# PROBLEM
Continue the passage below on raising and feeding H. reidi seahorse fry, picking up after its last sentence.

# PASSAGE
________________________
As with all seahorse fry, Gomezjurado finds that providing H. reidi fry with proper nutrition during the crucial first weeks of life is one of the greatest challenges in seahorse husbandry. He meets that challenge by providing the developing fry with a natural food chain of living prey (Bull and Mitchell, 2002, p51). This live food chain consists of phytoplankton (species such as Nannochloropsis aculata and Isocchrysis galvana), brine shrimp nauplii (Artemia franciscana), copepods (Acartia tonsa), and juvenile Mysis shrimp (Americomysis bahia) (Bull and Mitchell, 2002, p51). The microalgae (phytoplankton) serve as a source of food and nutrition for the various zooplankton in the chain, and the progressively larger prey items are introduced to the fry and juveniles as they grow (Bull and Mitchell, 2002, p51).
The feeding levels provided at NAIB depend on the stocking densities of the nurseries and rearing tanks, which Jorge cautions should not exceed 80 fry per gallon or 20 fry per liter in the case of H. reidi (Bull and Mitchell, 2002, p51). Recommended feeding densities for reidi fry are 10 rotifers/ml, 15 nauplii/ml, and 3 copepods/ml to start with, with the amounts increased accordingly as the fry grow to keep up with demand (Bull and Mitchell, 2002, p51). The water intakes in the rearing tanks are closed or markedly reduced during feeding times. Jorge finds that the gradual transfer from one live food organism to another is easily achieved simply by overlapping feedings at the different weaning stages (Bull and Mitchell, 2002, p51).
The zooplankton that comprise the live food chain at NAIB are enriched with essential vitamins, commercial Highly Unsaturated Fatty Acids (HUFA) rich in docosahexaenoic acid (DHA), and carotenoids such as Astaxanthene biological pigment Natu-Rose (Bull and Mitchell, 2002, p51). Special precautions are taken at NAIB in order to assure that the enriched brine shrimp nauplii (platinum-grade Artemia franciscana cysts) the Aquarium uses are germ free. The decapsulated brine nauplii are kept at high salinity (55-60 ppt) after hatching and the culture water is changed every day in order to prevent bacterial proliferation (Bull and Mitchell, 2002, p51).
________________________
# SOURCE DATA
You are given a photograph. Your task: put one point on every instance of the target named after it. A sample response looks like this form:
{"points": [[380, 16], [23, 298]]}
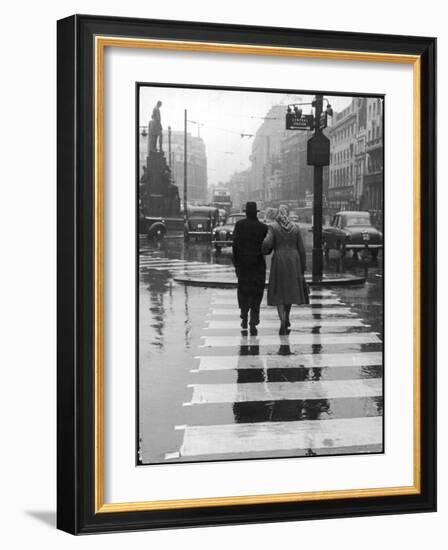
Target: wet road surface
{"points": [[207, 391]]}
________________________
# FINAL ANSWER
Juvenile H. reidi are ready to be weaned onto frozen mysids by the age of 8 weeks. Jorge finds it helpful to leave the frozen mysids unenriched during this initial training period. He feels the juveniles can better recognize the frozen mysids as prey if it free of any enrichment coating (Bull and Mitchell, 2002, p52).
In summation, the ultimate nursery design for home breeders rearing Hippocampus reidi may thus be Liisa Coit’s in-tank nursery setup (or a variation thereof), with the inner drum-style goldfish bowls adjusted to maintain the circular kreisel flow and the optimal turbulence at a rate of 10mm/sec, and the specific gravity adjusted to 1.016 to provide moderate hyposalinity, a 12:12 photoperiod at 150-200 Lux, and greenwater added as necessary to maintain the necessary turbidity (i.e., 100 cells/microliter).
Best of luck rearing your seahorse fry, Nigel! Don’t be discouraged if you have poor results with your first few attempts at rearing. Once your seahorses begin breeding, you can expect them to provide you with a new brood every month or so during the breeding season, so you’ll have plenty of opportunities to refine your rearing techniques, and as you gain experience, your results will improve.